── 参照本文 ──
懸垂型送風機によるフリーストール牛舎の床面乾燥法

タイトル 懸垂型送風機によるフリーストール牛舎の床面乾燥法
担当機関 畜産試験場
研究期間 1996~1996
研究担当者
発行年度 1996
要約 夏季におけるフリーストール牛舎の牛通路の床面乾燥を懸垂型送風機により行う場合,送風機を45゜に設置すると,設置しない場合の約1.8倍,90゜に設置した場合の約1.4倍の乾燥効果がある。シミュレーション結果より,地域別の水分除去量と床面気流速,床面積の関係が予測できる。
背景・ねらい フリーストール牛舎における含水率の高いふん尿が通路に貯留していることは、牛の滑
り事故、肢蹄病や乳房炎等の発生、ふん尿処理作業の負担増等の問題を引き起こす主な原因となっており、床面から積極的に水分を除去する技術が求められている。そこで懸垂型送風機を用いた床面乾燥の効果を検討した.また、シミュレーションによって、地域別(帯広、宇都宮、鹿児島)の水分除去量と床面気流速、床面積の関係を予測した。
成果の内容・特徴
  1. 千葉県Y社の実験フリーストール牛舎(搾乳牛24頭)を対象とし、送風機を設置しない場合、設置角度45゜、設置角度90゜(床面に水平)における舎内環境と床面含水率、乳量等を測定した。通路に敷料としておがくずと麦稈(1kg/頭)が散布された。水分除去量は舎外空気の状態量の影響を大きく受けるので、試験期間中の単位換気量当たりの空気が取り込み可能な最大水分量の積算に対する床面ふん尿1kg当たりの残留水分量の比という評価パラメータ、(FE)を作り効果を評価した。FEの値が小さいほど送風機の効果が大きいことを示す。(図1)に床面含水率の変化、表1にFE値、試験最終日の床面平均含水率と舎内平均アンモニア濃度を示す。FE値は送風機設置に対して有意(0.1%)で、送風機を45゜の角度で設置した場合に水分除去の効果が最も大きかった。
───
__課題一覧__
1. 床面乾燥の本文にある「FEの値が小さいほど送風機の効果が大きいことを示す。」という一文を英語に訳すこと。
2. 床面乾燥の本文を、最後の文の後から書き継ぐこと。
以下のデータは本文とは関係がない。
── 元データ ──
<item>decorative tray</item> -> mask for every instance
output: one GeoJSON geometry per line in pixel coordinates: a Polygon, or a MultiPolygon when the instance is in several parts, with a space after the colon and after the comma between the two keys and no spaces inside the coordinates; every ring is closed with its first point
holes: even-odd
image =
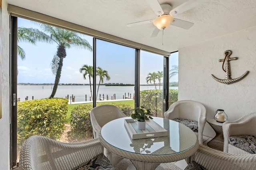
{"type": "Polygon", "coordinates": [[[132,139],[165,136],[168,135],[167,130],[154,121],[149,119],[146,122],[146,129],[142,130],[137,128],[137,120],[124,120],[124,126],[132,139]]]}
───
── 元データ ──
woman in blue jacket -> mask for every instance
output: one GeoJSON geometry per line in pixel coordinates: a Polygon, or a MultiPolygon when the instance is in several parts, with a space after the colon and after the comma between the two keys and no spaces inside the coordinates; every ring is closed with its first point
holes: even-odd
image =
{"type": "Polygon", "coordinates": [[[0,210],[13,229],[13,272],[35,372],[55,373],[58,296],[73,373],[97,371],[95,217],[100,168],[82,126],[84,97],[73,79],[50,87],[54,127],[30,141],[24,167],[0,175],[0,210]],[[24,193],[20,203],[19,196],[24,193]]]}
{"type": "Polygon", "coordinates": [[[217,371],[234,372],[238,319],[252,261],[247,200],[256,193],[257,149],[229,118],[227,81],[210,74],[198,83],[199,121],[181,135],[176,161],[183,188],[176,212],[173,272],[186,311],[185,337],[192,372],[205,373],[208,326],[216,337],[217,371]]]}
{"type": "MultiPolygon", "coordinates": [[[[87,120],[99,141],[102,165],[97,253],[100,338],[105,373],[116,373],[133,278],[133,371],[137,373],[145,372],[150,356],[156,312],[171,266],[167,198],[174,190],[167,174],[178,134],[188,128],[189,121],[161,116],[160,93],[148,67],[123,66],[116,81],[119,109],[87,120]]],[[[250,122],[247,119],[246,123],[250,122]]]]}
───
__課題別の解答__
1. A smaller FE value indicates a greater effect of the blower.

2.
  2. 敷料間にも有意差(5%)が見られ、麦稈よりは、おがくずのほうが床面は乾燥した。
  3. アンモニア濃度は送風機設置法に有意差(5%)が見られ、送風機を傾けたほうが換気が促進され、舎内環境が改善された。
  4. シミュレーョン結果によると寒冷地域(帯広)では深夜から日の出後約1時間位までふん尿が空気中の水分を吸収してしまう場合があり、この間送風機を停止したほうが1日間の水分除去量は多くなった(図2)。夏季でも地域により夜間送風機を停止したほうが効果的に水分除去が行えることを示した。
  5. 温暖地域では空気の水蒸気圧が小さいので水分除去量が多い。ふん尿を含水率70%近くまで乾燥させるには、鹿児島では約5ms-1の気流が必要であることが予測された(図3)。
  6. 通路面積が広いほうが乾燥は促進され、鹿児島でその傾向は顕著であった。ふん尿を含水率70%以下に乾燥するには、3列のストール配置よりは、4列で通路面積を広く取った場合に達成される予測結果が得られた。それに伴い送風機の台数も増加した。
成果の活用面・留意点
  1. フリーストール牛舎内の床面乾燥に関する送風機の設置法の資料となる。
  2. 予測は床面に敷料が混入していない場合を仮定しているため敷料が混入した場合は乾
    燥効果が促進されるので、計算結果より床面気流速は小さく床面積も小さい値で床面含水率が70%以下になる。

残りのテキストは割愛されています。